======== SOURCE EXCERPT

Issue 10574: email.header.decode_header fails if the string contains multiple directives

➜

This issue tracker has been migrated to GitHub , and is currently read-only.
For more information, see the GitHub FAQs in the Python's Developer Guide.

This issue has been migrated to GitHub: https://github.com/python/cpython/issues/54783

classification

Title:	email.header.decode_header fails if the string contains multiple directives
Type:	behavior	Stage:	resolved
Components:	email, Library (Lib)	Versions:	Python 3.2, Python 3.3, Python 2.7

process

Status:	closed	Resolution:	duplicate
Dependencies:	Superseder:	decode_header does not follow RFC 2047 View: 1079
Assigned To:	Nosy List:	barry, invisibleroads, r.david.murray
Priority:	normal	Keywords:

Created on 2010年11月29日 04:58 by invisibleroads, last changed 2022年04月11日 14:57 by admin. This issue is now closed.

================
======== DATA PROVIDED

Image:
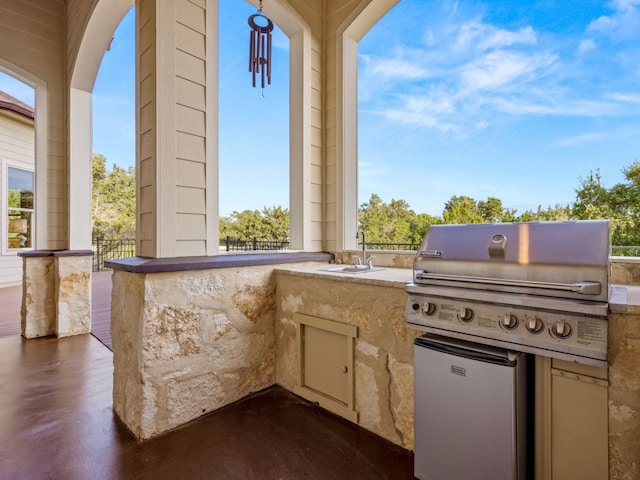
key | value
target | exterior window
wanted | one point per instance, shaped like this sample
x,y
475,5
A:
x,y
20,211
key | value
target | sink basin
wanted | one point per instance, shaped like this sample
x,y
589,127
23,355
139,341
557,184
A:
x,y
351,269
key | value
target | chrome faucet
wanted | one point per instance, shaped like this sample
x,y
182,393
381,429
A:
x,y
364,261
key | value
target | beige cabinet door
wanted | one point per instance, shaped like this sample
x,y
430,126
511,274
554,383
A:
x,y
579,427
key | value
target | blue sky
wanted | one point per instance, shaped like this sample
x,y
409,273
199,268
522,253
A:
x,y
515,100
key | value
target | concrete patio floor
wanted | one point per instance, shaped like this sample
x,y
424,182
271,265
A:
x,y
57,422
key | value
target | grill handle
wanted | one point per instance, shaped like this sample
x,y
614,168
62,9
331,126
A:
x,y
584,288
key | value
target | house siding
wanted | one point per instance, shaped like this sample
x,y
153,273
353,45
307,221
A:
x,y
32,38
16,150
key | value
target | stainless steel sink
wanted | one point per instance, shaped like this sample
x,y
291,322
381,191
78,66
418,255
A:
x,y
351,269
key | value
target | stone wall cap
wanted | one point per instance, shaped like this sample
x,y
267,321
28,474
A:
x,y
176,264
55,253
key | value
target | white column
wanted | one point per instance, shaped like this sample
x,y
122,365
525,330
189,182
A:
x,y
80,152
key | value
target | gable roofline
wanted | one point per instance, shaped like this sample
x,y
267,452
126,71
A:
x,y
7,102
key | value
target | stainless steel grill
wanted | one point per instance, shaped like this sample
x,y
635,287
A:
x,y
534,287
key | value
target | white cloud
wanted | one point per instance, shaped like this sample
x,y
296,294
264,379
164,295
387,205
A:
x,y
626,97
580,140
395,68
476,36
586,45
501,67
623,23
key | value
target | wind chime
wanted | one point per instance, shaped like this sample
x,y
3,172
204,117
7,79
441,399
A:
x,y
260,46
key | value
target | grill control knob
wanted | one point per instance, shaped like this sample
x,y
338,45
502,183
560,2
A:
x,y
465,314
534,324
429,309
561,329
509,321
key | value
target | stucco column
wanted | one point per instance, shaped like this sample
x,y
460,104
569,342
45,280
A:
x,y
176,147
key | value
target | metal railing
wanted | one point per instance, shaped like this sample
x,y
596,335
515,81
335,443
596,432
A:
x,y
104,250
391,246
229,244
625,250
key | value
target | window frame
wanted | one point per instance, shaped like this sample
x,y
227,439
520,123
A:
x,y
6,249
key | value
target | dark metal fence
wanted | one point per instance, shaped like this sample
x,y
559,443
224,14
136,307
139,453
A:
x,y
113,249
391,246
230,244
104,250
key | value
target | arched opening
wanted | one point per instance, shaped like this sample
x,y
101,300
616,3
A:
x,y
96,41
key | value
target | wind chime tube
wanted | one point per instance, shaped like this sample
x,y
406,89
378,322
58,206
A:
x,y
252,52
264,60
269,58
260,47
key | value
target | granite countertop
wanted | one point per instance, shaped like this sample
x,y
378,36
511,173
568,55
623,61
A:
x,y
622,298
382,276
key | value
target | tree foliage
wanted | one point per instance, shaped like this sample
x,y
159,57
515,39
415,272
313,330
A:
x,y
266,224
394,222
113,213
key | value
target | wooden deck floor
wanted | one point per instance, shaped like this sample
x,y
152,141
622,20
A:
x,y
11,299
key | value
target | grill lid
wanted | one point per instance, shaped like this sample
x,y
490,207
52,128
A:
x,y
561,259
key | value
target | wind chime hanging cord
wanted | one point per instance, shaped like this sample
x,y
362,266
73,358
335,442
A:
x,y
260,47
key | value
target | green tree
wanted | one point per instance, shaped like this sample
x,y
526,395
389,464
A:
x,y
393,222
266,224
619,204
461,209
557,213
113,214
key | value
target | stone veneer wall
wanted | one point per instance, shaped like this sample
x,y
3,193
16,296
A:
x,y
186,343
624,374
56,293
383,351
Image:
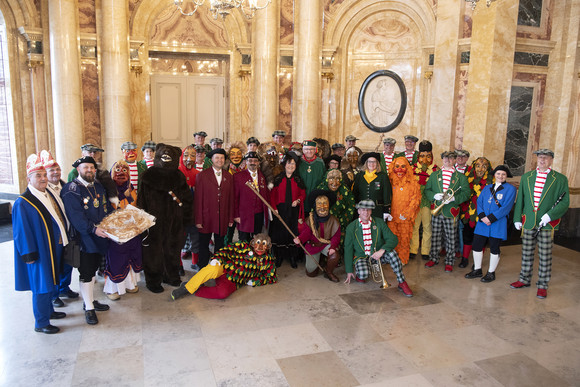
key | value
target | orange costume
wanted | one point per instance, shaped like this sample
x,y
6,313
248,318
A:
x,y
404,205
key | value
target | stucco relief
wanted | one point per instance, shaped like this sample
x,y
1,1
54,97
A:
x,y
199,30
87,19
371,47
385,35
460,108
287,22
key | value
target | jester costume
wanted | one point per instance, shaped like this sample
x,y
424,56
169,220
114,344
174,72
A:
x,y
233,266
468,210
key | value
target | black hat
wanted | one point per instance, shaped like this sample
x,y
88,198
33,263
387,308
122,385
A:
x,y
425,146
368,155
252,155
253,140
336,158
85,159
290,155
449,154
217,151
321,192
503,168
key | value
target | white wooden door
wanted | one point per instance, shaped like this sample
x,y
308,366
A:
x,y
183,105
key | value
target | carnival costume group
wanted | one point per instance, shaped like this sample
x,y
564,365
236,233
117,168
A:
x,y
239,212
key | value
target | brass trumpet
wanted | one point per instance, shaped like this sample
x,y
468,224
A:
x,y
445,200
377,272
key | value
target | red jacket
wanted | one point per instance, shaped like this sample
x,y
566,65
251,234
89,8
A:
x,y
214,205
278,195
246,202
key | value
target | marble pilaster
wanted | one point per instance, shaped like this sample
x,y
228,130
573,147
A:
x,y
115,60
307,51
445,73
39,107
265,66
493,42
66,79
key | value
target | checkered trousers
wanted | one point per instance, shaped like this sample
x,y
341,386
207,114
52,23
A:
x,y
362,266
439,224
545,242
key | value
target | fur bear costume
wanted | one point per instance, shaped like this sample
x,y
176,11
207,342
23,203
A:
x,y
164,193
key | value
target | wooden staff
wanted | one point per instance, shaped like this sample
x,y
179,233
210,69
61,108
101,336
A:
x,y
255,190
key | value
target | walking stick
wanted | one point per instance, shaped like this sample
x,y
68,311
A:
x,y
255,190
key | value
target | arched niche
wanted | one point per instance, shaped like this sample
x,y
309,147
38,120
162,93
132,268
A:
x,y
375,35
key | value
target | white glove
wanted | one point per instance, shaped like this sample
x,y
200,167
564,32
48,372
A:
x,y
545,220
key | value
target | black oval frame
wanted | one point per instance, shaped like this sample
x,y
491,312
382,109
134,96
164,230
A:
x,y
402,109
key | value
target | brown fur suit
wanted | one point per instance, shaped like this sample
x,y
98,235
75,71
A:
x,y
405,204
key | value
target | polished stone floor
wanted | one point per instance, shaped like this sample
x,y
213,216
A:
x,y
311,332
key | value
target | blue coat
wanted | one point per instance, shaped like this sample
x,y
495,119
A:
x,y
85,209
498,216
36,249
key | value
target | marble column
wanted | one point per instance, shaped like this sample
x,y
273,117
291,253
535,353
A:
x,y
116,89
307,58
39,106
66,80
493,43
265,38
441,114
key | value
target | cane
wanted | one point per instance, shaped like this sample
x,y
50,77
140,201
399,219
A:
x,y
255,190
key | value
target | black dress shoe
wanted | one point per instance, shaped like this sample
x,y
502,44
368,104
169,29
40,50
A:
x,y
155,288
57,315
474,274
49,329
98,306
57,303
181,291
69,294
489,277
175,282
91,317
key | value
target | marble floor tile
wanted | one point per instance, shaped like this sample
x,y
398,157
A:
x,y
347,332
309,331
416,380
476,342
294,340
115,367
462,375
376,362
371,301
174,361
319,369
519,370
427,351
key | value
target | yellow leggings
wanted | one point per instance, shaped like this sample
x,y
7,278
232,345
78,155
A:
x,y
202,276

================

## EXERCISES TO COMPLETE
1/ What resolution does the issue tracker page give for this bug?
2/ Carry on the issue tracker page for email.header.decode_header from its final line.
The material has no connection to the issue tracker page.

## REPLIES
1/ Duplicate.

2/
Messages (8)
msg122772 - (view)	Author: Roy Hyunjin Han (invisibleroads) *	Date: 2010年11月29日 04:58
email.header.decode_header fails for the following message subject: :: email.header.decode_header('=?UTF-8?B?MjAxMSBBVVRNIENBTEwgZm9yIE5PTUlO?==?UTF-8?B?QVRJT05TIG9mIFZQIGZvciBNZW1iZXJz?==?UTF-8?B?aGlw?=') If the directives are removed and the padding problems are fixed, the subject parses correctly. :: email.header.decode_header('=?UTF-8?B?%s==?=' % '=?UTF-8?B?MjAxMSBBVVRNIENBTEwgZm9yIE5PTUlO?==?UTF-8?B?QVRJT05TIG9mIFZQIGZvciBNZW1iZXJz?==?UTF-8?B?aGlw?='.replace('=?UTF-8?B?', '').replace('?', '').replace('=', ''))
msg122773 - (view)	Author: Roy Hyunjin Han (invisibleroads) *	Date: 2010年11月29日 05:12
Currently using the following workaround. import re import email.header def decodeSafely(x): match = re.search('(=\?.*?\?B\?)', x) if not match: return x encoding = match.group(1) return email.header.decode_header('%s%s==?=' % (encoding, x.replace(encoding, '').replace('?', '').replace('=', '')))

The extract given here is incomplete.